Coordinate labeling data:
— BEGIN —

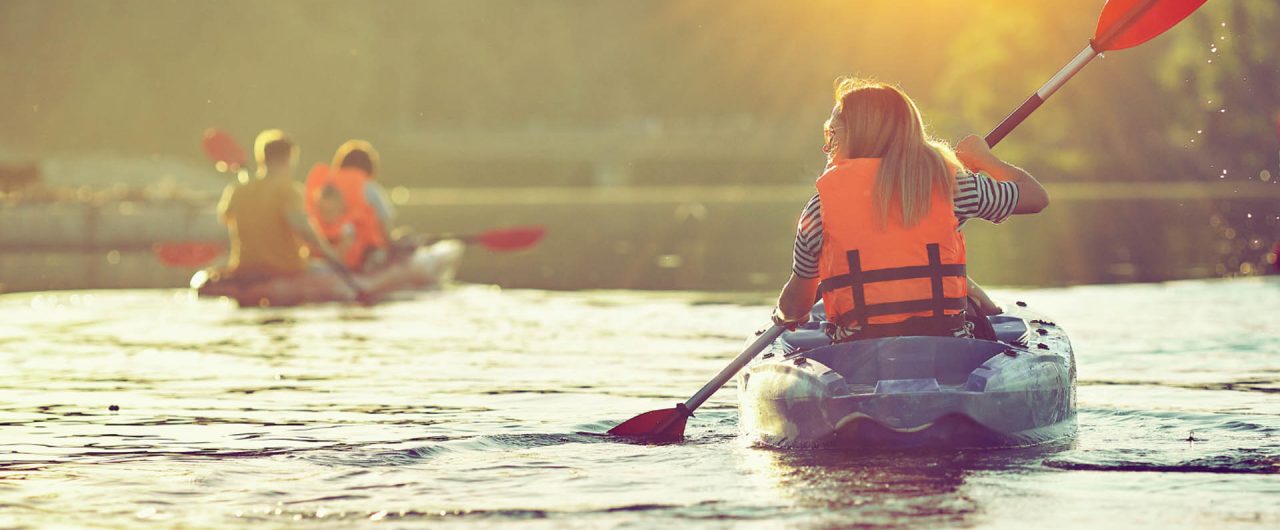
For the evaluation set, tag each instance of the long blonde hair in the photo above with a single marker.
(881, 122)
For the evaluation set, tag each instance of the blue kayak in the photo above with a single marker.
(909, 392)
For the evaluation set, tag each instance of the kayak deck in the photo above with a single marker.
(913, 391)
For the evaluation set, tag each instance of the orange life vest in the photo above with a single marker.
(360, 214)
(882, 275)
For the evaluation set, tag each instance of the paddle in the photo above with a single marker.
(223, 150)
(187, 254)
(1124, 23)
(668, 424)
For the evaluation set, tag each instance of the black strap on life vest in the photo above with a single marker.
(856, 279)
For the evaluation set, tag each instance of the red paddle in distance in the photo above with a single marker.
(1124, 23)
(223, 150)
(501, 240)
(196, 254)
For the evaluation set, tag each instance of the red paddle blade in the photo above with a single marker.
(1127, 23)
(661, 425)
(223, 150)
(511, 238)
(187, 255)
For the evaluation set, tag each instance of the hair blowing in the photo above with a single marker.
(881, 122)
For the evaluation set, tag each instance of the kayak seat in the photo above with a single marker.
(805, 338)
(945, 359)
(1009, 329)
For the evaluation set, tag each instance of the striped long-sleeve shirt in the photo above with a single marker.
(976, 196)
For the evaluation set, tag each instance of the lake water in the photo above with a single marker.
(481, 407)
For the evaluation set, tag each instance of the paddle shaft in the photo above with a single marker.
(341, 270)
(732, 369)
(1065, 74)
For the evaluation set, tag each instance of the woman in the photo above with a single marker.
(881, 240)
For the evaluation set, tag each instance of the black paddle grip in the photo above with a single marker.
(1011, 120)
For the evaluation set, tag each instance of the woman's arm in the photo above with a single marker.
(796, 298)
(976, 155)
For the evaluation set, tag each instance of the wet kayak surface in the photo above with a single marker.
(483, 407)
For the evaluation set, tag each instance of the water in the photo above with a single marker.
(480, 407)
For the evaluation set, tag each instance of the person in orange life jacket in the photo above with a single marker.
(269, 228)
(368, 209)
(881, 240)
(332, 210)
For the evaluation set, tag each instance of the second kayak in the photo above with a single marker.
(428, 266)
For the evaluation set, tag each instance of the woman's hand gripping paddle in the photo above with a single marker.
(1124, 23)
(668, 424)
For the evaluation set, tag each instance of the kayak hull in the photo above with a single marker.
(913, 392)
(426, 268)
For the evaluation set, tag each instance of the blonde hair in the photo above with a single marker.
(881, 122)
(356, 154)
(272, 147)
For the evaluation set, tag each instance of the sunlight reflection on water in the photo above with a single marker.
(480, 406)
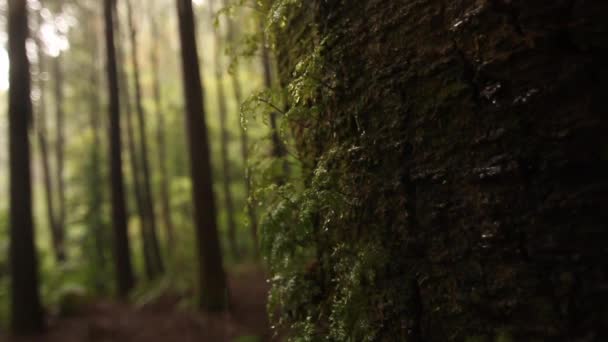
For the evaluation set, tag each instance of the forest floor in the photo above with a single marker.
(109, 321)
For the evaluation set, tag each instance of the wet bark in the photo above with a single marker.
(26, 310)
(480, 156)
(212, 279)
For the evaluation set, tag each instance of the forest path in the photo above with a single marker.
(107, 321)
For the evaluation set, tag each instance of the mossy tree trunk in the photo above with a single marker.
(469, 140)
(26, 310)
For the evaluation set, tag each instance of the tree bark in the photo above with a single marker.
(469, 140)
(278, 150)
(133, 157)
(212, 279)
(225, 138)
(157, 263)
(124, 269)
(244, 140)
(41, 133)
(160, 136)
(26, 310)
(60, 155)
(97, 179)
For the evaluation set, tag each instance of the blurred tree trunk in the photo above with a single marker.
(212, 279)
(133, 156)
(42, 135)
(160, 136)
(26, 310)
(157, 263)
(225, 139)
(238, 97)
(278, 150)
(59, 231)
(124, 270)
(96, 178)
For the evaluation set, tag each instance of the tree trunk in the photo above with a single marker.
(157, 263)
(41, 133)
(124, 270)
(225, 139)
(97, 180)
(26, 310)
(469, 141)
(244, 140)
(278, 150)
(212, 279)
(133, 159)
(60, 153)
(238, 97)
(160, 136)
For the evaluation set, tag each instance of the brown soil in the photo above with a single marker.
(108, 321)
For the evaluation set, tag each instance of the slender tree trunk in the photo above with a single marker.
(225, 139)
(157, 263)
(97, 181)
(26, 310)
(124, 269)
(238, 96)
(60, 153)
(42, 135)
(134, 161)
(278, 150)
(212, 279)
(160, 136)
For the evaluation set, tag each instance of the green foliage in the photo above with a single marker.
(336, 263)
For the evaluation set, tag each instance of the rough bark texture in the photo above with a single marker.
(470, 139)
(212, 279)
(26, 311)
(122, 253)
(42, 134)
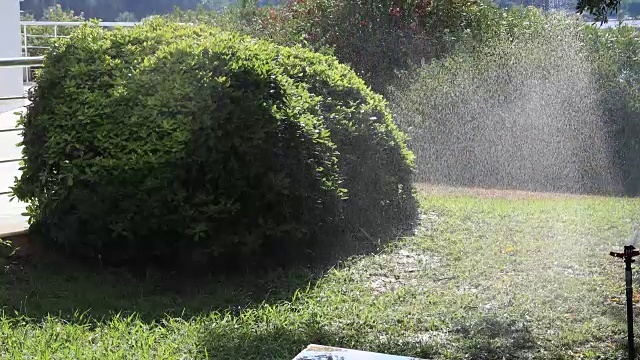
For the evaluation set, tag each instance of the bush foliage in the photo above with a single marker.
(187, 144)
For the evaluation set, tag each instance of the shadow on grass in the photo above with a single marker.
(36, 289)
(286, 341)
(494, 337)
(38, 286)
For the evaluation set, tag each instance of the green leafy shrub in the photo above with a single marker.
(185, 144)
(614, 55)
(377, 38)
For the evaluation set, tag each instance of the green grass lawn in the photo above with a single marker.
(483, 279)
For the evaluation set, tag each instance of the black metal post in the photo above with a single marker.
(629, 253)
(629, 291)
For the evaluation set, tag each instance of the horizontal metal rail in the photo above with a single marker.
(78, 23)
(21, 61)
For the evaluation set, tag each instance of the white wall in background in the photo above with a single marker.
(10, 78)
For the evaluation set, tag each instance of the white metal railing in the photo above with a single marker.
(50, 30)
(11, 63)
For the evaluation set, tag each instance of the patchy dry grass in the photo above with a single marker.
(485, 277)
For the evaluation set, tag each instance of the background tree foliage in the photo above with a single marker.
(127, 10)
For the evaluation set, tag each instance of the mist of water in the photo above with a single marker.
(523, 115)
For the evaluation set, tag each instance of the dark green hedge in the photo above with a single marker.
(186, 144)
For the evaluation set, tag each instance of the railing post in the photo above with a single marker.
(26, 70)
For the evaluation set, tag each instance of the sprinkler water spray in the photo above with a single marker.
(629, 253)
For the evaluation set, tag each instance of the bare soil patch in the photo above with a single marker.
(432, 189)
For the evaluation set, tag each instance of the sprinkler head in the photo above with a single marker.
(629, 253)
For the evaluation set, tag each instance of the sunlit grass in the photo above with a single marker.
(482, 279)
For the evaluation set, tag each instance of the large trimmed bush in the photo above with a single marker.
(181, 144)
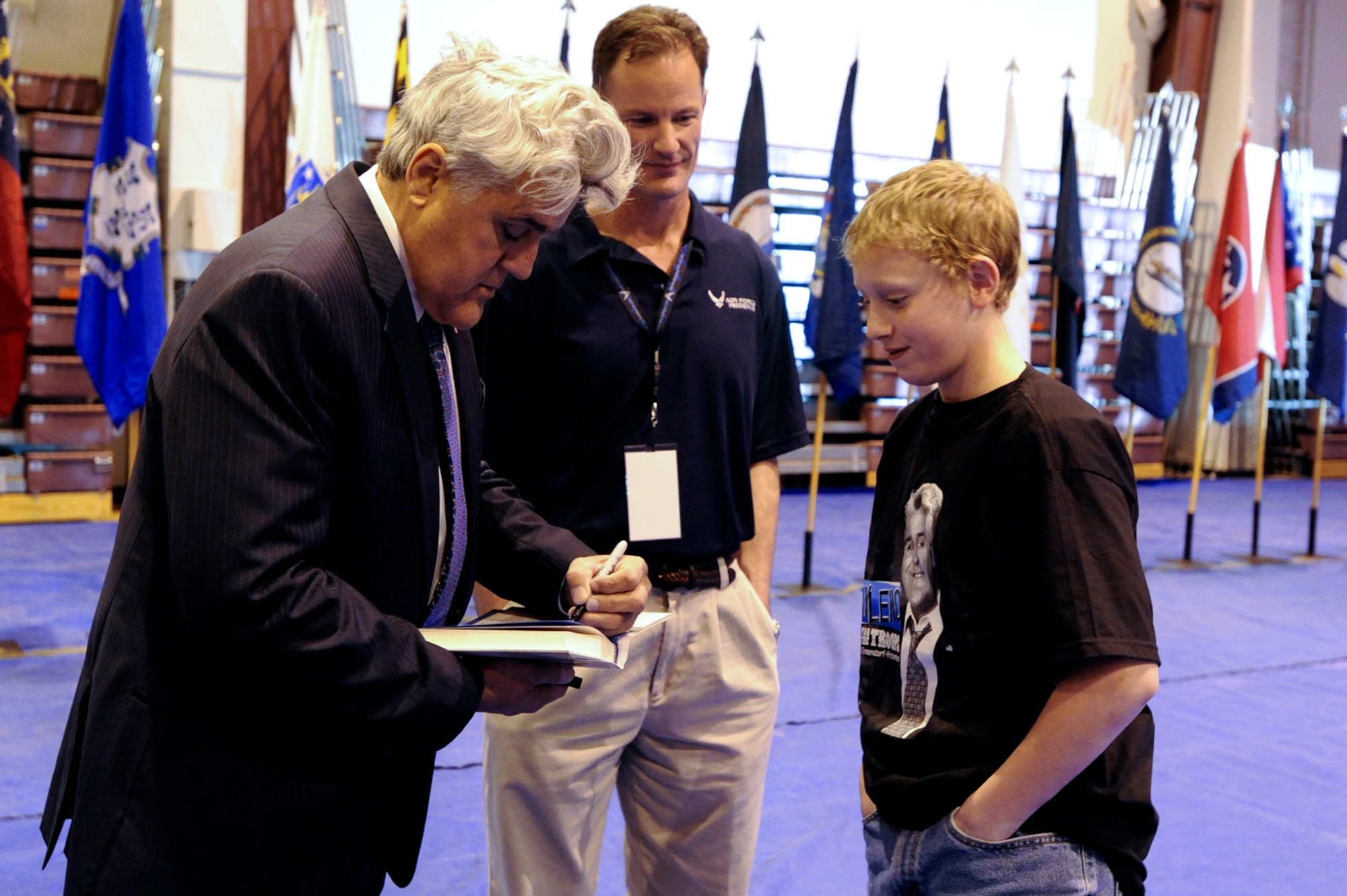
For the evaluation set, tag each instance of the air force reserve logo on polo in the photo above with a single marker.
(732, 302)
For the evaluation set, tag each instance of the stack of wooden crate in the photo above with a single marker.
(67, 438)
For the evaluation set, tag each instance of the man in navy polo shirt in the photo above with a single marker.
(665, 331)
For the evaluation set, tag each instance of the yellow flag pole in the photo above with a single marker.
(1319, 473)
(1200, 448)
(1132, 427)
(814, 475)
(1053, 330)
(1263, 447)
(133, 442)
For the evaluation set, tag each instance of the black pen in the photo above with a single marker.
(610, 565)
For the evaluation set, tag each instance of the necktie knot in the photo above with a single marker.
(456, 543)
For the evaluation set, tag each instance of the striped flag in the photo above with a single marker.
(316, 133)
(1230, 295)
(1154, 357)
(15, 287)
(122, 320)
(942, 147)
(1329, 357)
(1272, 285)
(399, 75)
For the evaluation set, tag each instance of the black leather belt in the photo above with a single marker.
(692, 572)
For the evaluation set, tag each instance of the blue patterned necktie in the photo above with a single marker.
(456, 541)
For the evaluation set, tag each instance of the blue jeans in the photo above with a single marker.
(945, 862)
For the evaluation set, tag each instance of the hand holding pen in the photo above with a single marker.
(608, 592)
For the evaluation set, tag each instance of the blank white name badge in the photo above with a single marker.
(653, 509)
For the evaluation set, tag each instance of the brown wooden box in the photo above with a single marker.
(68, 425)
(69, 471)
(879, 381)
(1148, 450)
(1098, 351)
(1039, 281)
(1042, 316)
(879, 419)
(55, 133)
(53, 327)
(1098, 385)
(874, 451)
(1103, 319)
(67, 179)
(60, 377)
(56, 228)
(1041, 351)
(56, 277)
(57, 92)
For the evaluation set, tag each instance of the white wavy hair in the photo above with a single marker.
(511, 123)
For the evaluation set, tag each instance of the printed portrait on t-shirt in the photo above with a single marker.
(906, 630)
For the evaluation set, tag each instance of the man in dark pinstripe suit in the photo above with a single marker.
(258, 712)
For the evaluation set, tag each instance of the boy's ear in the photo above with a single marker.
(985, 279)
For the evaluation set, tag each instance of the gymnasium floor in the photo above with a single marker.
(1251, 774)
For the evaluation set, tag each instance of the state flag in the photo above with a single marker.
(316, 131)
(751, 201)
(1154, 357)
(1069, 265)
(944, 147)
(122, 319)
(1230, 295)
(833, 320)
(1272, 284)
(1018, 316)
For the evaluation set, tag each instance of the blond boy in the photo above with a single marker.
(1008, 751)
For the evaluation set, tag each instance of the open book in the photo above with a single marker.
(506, 633)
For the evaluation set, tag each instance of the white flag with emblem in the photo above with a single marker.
(1018, 316)
(315, 159)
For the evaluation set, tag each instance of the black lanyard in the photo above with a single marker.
(662, 319)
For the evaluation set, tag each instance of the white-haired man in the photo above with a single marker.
(258, 712)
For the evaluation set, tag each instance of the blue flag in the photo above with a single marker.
(122, 319)
(1069, 265)
(1329, 355)
(942, 147)
(833, 320)
(1295, 264)
(751, 202)
(1154, 357)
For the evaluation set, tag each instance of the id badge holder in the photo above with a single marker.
(653, 506)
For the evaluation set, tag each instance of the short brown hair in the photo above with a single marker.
(643, 32)
(948, 215)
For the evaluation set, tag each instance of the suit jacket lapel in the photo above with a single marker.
(389, 283)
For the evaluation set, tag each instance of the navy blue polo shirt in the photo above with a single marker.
(569, 382)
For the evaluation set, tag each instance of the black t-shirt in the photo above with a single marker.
(570, 376)
(1019, 513)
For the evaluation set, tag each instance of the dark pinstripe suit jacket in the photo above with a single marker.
(257, 712)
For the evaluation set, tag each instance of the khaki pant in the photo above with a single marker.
(685, 734)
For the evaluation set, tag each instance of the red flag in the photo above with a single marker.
(1230, 295)
(1272, 287)
(15, 287)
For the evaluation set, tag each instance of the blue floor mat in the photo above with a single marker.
(1252, 716)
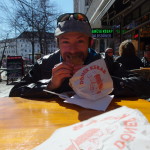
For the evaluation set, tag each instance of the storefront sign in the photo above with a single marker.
(102, 33)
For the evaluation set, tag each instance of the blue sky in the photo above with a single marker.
(62, 6)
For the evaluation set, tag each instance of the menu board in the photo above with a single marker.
(14, 68)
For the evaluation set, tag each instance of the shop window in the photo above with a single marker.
(136, 14)
(145, 8)
(128, 19)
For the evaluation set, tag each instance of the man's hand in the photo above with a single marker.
(59, 73)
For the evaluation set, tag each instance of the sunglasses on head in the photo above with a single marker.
(76, 16)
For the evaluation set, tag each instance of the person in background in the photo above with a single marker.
(109, 54)
(53, 71)
(128, 58)
(146, 59)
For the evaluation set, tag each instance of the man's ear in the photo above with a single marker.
(91, 42)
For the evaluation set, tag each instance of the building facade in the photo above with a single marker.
(116, 20)
(22, 46)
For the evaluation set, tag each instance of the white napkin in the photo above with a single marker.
(99, 104)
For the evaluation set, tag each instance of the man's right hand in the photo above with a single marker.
(59, 73)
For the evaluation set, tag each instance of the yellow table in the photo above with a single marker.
(25, 123)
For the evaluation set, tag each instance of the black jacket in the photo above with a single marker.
(129, 63)
(32, 85)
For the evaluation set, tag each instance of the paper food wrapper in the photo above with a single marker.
(119, 129)
(92, 81)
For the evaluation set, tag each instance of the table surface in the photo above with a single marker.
(24, 123)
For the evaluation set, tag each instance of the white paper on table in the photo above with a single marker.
(100, 104)
(121, 128)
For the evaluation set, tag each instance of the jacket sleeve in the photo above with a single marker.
(31, 86)
(128, 84)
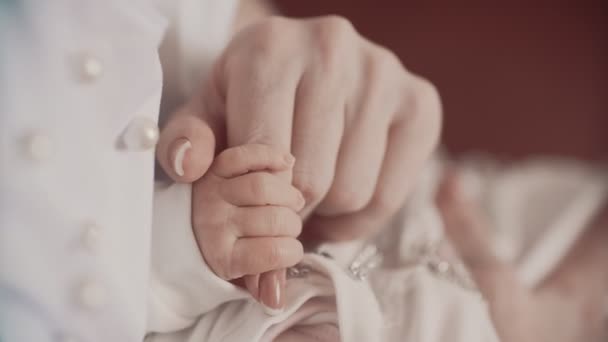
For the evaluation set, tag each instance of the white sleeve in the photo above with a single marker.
(182, 286)
(197, 34)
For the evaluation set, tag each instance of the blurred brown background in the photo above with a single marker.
(516, 78)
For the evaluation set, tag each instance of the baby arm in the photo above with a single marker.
(248, 220)
(247, 224)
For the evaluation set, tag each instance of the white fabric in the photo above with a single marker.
(216, 310)
(84, 178)
(416, 304)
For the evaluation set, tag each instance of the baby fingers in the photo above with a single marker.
(267, 221)
(262, 254)
(242, 159)
(261, 188)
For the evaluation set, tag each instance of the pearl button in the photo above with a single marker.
(91, 237)
(92, 68)
(39, 147)
(141, 134)
(92, 295)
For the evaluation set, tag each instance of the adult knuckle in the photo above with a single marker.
(269, 34)
(273, 255)
(335, 36)
(276, 219)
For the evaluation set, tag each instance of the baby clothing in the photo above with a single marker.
(189, 302)
(420, 293)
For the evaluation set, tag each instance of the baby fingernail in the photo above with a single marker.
(182, 146)
(271, 296)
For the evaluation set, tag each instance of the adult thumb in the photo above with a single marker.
(186, 146)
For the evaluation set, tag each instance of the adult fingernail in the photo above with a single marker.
(271, 293)
(181, 146)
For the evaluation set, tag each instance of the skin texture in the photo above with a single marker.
(247, 210)
(568, 306)
(360, 125)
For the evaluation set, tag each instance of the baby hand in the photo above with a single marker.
(248, 221)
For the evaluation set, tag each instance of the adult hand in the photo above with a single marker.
(358, 123)
(568, 306)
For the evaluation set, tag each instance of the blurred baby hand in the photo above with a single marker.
(246, 221)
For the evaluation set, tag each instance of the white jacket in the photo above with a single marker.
(80, 88)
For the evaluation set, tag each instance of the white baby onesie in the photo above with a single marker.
(190, 303)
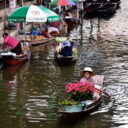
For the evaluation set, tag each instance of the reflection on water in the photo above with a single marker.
(29, 93)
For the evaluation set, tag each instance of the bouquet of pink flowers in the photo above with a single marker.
(80, 91)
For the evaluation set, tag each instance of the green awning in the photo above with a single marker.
(55, 2)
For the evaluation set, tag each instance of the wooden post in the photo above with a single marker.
(5, 4)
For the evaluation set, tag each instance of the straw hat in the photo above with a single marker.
(87, 69)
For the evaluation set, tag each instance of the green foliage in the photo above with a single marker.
(69, 102)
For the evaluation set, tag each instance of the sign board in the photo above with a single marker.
(12, 5)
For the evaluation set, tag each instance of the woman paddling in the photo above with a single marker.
(13, 43)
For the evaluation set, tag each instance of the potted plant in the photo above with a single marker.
(71, 105)
(80, 91)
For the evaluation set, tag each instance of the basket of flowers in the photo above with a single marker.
(80, 91)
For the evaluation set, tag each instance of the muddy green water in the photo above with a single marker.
(29, 93)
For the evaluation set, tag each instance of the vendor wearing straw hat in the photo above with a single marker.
(87, 73)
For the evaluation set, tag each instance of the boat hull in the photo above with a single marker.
(89, 109)
(65, 60)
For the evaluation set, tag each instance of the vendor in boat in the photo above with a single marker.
(35, 32)
(46, 34)
(66, 48)
(90, 77)
(87, 73)
(13, 43)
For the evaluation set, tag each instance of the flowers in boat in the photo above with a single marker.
(80, 91)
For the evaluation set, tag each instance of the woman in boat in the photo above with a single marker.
(66, 47)
(87, 73)
(46, 34)
(90, 77)
(13, 43)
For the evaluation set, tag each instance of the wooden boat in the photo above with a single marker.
(9, 58)
(40, 42)
(61, 60)
(108, 8)
(87, 110)
(95, 103)
(100, 9)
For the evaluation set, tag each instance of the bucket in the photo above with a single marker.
(73, 108)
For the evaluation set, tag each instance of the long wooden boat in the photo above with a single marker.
(107, 9)
(61, 60)
(86, 111)
(9, 58)
(92, 106)
(100, 8)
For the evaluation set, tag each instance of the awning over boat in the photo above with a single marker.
(55, 2)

— END —

What the task requires: From the line holding "For the evaluation set, tag each instance of the basket" down to the final line above, quote every line exactly and only those lines.

Written reply:
For the evaluation set, tag each instance of the basket of flowers in the photo above with a single marker.
(80, 91)
For the evaluation set, tag each instance of the muddy green water in the photo above with a single marker.
(29, 93)
For the evaluation set, tag each instance of the vendor wearing straw hat in the photo above with a single marker.
(87, 73)
For the evaluation set, tag each instance of the boat hull in the photo above with a single marker.
(89, 109)
(65, 60)
For the evaluation set, tag each instance of the vendor in boat in the photo above with a single marker.
(35, 32)
(46, 34)
(66, 48)
(90, 77)
(87, 73)
(13, 43)
For the evaluation set, tag each instance of the flowers in boat in the photo above with a single marker.
(80, 91)
For the evaluation set, tag each instance of the woman in boat in the photo above with a single marker.
(66, 47)
(87, 73)
(46, 34)
(90, 77)
(13, 43)
For the evaluation set, tag each instance of the wooden boat in the photo above with a single marker.
(9, 58)
(40, 42)
(61, 60)
(108, 8)
(87, 110)
(95, 103)
(100, 9)
For the evaluation set, tag each instance of the bucket in the photo above with a single marker.
(73, 108)
For the evaluation set, tag each instance of the long wooden boat in the photo above with a single marker.
(107, 9)
(61, 60)
(86, 111)
(9, 58)
(92, 106)
(100, 8)
For the evaluation set, tag each instance of the awning over boat in the photo above with a single marker.
(55, 2)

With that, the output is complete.